Exercise instructions: Could you restate word for word only the lines below from the one holding "Target: blurred tree" to the one holding "Target: girl's hand", inclusive, and leave out the pictures?

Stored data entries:
..............................
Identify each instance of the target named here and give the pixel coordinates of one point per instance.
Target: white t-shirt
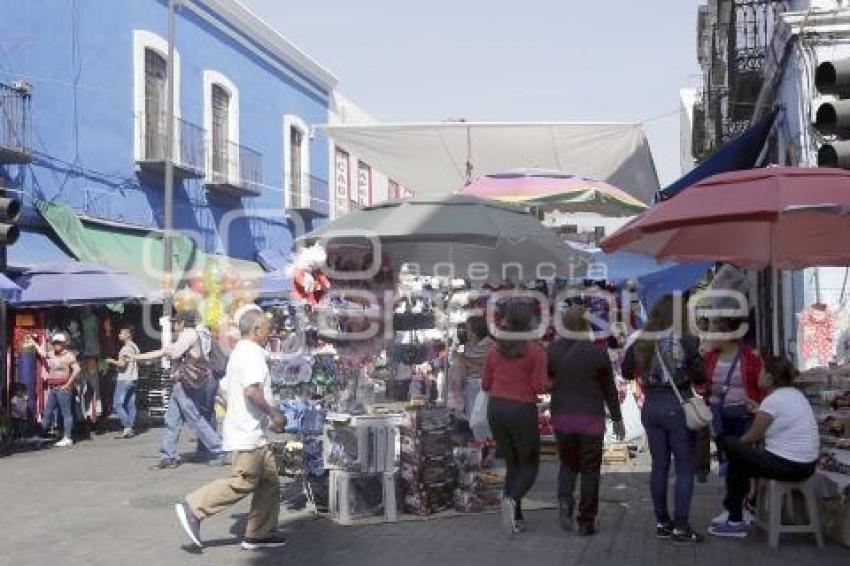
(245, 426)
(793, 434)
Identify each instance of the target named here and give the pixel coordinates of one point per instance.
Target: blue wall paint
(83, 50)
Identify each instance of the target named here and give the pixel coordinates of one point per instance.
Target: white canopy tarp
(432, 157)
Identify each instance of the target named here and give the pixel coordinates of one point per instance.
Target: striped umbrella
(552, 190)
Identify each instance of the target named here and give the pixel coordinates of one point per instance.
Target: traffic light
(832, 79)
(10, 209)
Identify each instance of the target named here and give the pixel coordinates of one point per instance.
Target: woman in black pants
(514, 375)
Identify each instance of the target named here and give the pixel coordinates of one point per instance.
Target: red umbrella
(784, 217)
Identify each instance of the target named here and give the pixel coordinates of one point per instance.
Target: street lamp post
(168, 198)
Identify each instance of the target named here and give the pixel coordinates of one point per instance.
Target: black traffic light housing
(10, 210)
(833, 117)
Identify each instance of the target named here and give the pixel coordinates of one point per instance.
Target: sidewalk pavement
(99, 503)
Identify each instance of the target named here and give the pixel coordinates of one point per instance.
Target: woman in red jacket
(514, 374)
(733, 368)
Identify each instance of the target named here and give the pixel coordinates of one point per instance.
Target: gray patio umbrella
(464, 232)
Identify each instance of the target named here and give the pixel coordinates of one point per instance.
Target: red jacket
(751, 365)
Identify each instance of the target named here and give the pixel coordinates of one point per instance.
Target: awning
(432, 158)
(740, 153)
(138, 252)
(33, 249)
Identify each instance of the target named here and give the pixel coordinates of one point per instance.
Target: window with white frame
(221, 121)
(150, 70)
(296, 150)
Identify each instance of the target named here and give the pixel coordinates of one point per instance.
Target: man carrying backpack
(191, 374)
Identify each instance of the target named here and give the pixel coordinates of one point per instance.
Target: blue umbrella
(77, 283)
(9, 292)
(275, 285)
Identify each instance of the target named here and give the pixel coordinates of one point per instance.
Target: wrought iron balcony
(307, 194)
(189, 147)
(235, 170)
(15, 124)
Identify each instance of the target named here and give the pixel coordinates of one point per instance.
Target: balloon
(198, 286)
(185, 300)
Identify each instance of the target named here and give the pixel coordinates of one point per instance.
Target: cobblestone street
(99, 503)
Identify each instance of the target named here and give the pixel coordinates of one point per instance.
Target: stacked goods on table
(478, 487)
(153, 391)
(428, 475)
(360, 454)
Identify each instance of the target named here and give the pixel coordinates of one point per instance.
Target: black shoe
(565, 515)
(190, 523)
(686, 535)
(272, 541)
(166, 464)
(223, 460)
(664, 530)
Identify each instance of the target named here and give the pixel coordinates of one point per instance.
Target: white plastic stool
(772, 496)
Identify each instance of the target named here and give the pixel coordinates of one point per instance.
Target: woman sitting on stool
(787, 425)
..............................
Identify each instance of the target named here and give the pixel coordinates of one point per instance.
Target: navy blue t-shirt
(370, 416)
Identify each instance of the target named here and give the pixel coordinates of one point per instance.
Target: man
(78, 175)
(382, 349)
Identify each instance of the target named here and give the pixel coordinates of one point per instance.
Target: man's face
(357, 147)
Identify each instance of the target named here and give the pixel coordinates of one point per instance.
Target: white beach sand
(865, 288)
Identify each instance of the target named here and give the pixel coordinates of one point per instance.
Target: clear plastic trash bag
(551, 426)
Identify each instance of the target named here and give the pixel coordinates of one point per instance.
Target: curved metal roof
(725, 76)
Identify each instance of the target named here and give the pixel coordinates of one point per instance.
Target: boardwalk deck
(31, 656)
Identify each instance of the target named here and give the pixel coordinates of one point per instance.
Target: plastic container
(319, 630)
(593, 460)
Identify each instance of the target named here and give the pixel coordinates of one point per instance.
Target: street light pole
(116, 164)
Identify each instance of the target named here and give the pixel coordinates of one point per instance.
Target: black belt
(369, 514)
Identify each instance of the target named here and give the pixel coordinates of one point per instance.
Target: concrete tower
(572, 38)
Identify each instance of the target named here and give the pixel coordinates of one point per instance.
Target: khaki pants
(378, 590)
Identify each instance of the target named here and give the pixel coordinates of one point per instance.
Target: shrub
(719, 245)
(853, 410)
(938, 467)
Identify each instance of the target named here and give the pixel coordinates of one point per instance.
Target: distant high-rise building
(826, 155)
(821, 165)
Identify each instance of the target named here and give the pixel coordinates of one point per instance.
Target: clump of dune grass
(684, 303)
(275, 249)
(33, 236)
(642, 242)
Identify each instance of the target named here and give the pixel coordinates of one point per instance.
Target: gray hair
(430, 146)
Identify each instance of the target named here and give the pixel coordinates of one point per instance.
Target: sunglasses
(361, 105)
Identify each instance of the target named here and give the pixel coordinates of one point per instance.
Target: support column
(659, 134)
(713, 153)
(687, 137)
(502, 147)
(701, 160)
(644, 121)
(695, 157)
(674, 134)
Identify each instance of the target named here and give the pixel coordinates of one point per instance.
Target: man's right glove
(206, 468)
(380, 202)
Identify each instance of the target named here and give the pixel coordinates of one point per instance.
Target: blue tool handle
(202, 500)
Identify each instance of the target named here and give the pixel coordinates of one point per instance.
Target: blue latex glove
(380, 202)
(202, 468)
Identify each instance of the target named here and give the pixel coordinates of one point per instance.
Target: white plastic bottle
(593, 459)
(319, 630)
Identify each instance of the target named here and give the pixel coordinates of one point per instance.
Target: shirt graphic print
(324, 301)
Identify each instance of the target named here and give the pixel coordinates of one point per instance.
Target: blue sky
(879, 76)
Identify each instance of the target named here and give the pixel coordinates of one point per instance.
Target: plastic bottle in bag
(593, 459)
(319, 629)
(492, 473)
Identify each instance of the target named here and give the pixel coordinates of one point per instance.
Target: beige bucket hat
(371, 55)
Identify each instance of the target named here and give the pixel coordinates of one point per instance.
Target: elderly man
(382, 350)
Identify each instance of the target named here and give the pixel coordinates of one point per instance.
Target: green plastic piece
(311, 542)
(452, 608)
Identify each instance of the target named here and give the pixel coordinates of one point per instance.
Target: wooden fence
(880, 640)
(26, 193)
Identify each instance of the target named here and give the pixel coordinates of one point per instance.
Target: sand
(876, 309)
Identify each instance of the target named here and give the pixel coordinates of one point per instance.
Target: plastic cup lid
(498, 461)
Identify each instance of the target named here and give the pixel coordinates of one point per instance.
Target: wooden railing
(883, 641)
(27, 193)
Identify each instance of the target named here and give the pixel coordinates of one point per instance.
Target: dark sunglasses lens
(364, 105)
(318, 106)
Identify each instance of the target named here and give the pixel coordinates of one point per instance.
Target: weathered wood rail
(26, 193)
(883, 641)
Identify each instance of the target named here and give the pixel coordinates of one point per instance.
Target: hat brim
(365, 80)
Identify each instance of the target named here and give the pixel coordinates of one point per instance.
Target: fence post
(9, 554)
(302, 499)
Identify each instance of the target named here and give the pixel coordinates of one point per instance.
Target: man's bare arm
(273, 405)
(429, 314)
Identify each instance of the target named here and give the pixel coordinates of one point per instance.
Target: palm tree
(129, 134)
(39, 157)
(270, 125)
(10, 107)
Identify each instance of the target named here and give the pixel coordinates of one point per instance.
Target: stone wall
..............................
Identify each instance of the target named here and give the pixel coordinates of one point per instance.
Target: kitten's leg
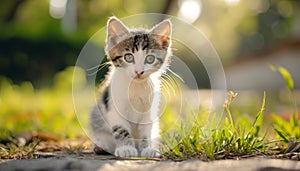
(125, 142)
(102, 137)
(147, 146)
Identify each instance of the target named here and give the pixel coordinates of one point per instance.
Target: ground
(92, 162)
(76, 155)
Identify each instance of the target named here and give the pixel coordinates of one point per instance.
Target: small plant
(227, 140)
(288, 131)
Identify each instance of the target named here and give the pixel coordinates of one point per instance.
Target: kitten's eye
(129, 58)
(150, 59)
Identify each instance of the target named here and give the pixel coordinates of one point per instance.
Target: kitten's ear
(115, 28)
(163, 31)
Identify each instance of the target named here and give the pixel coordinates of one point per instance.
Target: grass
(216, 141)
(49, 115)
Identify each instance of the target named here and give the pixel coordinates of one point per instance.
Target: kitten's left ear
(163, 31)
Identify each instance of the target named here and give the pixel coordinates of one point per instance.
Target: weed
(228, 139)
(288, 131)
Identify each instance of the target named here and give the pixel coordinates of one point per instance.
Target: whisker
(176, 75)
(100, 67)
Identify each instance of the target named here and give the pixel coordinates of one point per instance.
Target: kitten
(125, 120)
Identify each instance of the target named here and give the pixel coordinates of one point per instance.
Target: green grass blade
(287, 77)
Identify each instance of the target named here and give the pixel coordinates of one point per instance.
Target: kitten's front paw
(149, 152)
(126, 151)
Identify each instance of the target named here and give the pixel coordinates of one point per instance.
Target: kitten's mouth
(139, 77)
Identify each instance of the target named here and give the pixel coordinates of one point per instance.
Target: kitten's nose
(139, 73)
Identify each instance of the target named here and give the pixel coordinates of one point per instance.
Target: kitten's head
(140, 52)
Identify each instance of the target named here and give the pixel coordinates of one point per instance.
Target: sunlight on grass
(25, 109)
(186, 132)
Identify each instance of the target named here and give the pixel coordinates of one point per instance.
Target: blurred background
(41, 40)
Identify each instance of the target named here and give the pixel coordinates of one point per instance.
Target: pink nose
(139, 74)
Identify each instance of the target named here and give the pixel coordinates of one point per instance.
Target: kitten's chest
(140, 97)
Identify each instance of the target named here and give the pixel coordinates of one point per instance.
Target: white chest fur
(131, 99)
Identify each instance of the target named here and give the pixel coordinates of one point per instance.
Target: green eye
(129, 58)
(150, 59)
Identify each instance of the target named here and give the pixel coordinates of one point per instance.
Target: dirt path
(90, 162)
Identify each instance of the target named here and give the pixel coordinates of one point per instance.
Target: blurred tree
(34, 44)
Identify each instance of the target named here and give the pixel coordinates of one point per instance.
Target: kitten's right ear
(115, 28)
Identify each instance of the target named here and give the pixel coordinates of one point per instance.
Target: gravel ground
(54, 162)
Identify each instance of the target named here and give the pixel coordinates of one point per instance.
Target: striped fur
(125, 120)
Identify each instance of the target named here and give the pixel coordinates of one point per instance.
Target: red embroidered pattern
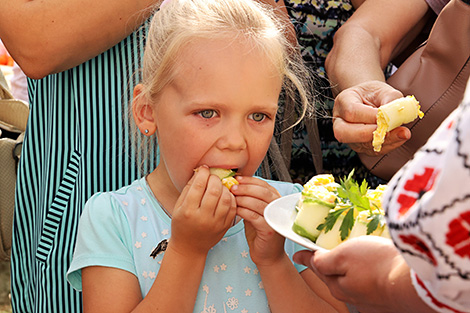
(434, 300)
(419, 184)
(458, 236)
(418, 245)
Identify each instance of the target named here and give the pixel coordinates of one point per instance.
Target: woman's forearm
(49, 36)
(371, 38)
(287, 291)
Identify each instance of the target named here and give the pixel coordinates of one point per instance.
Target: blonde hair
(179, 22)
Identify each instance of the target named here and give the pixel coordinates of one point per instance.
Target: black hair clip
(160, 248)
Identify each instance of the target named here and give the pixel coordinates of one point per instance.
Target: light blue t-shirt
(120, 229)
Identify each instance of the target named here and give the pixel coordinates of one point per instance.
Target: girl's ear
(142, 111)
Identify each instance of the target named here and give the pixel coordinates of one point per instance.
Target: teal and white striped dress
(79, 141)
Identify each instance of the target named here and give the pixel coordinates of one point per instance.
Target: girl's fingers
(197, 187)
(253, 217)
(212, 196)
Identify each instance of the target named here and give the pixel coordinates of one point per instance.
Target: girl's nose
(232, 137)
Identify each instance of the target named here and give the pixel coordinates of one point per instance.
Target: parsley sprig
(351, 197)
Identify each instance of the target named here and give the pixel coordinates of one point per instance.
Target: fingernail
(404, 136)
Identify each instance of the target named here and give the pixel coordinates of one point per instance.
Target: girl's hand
..............................
Solved problem:
Target: blurred tree
(34, 44)
Identify each instance of the target named here and give the pixel coordinates of one point per instance.
Target: kitten's right ear
(115, 28)
Identify each instance of the target named here and give the pixel coordinates of one point per instance.
Target: gravel ground
(54, 162)
Identify each instance of the target named here and give the pixel coordinates of one point per instance.
Target: striped fur
(125, 120)
Identify each instance of the target named here and give the pixel coordinates of one point per instance.
Target: red embroidered pattern
(434, 300)
(419, 184)
(458, 236)
(418, 245)
Identify each instance of the target named here and give the pixel coordinates of one point per instance.
Target: woman's forearm
(49, 36)
(371, 38)
(287, 291)
Identify each instance of the target named here and give the pixel coordinates of one point per instance.
Target: blonde hair
(179, 22)
Identify each instance of the target named here and give the pixel coordinates of one point per instance.
Target: black hair clip
(160, 248)
Identify each instance of the target named here and give the pixel coordinates of one point per instance.
Target: light blue t-shirt
(120, 229)
Identify each instance of the target named here and give the pixel coordinates of one point per instance.
Target: girl's ear
(142, 111)
Identify each instance of the target named here and give the pixel coordinates of one point per instance.
Target: teal and white striped dress
(79, 141)
Identify each instance of the target named here and give the pixel coordinates of one point per instance.
Target: girl's fingers
(197, 187)
(253, 217)
(212, 196)
Identify each instance of the target named here and give the pixel coordinates of one point per instance.
Target: girl's nose
(232, 137)
Identify each instance of the target named here and give the pixel coordinates of one point per instance.
Target: parsley sprig
(351, 197)
Identify each instance of the target named here and give the pixel coordinates of one point per instance.
Target: fingernail
(404, 136)
Identify each instance of the target named here and give the pixel coordinates of one point per instance.
Target: girl's hand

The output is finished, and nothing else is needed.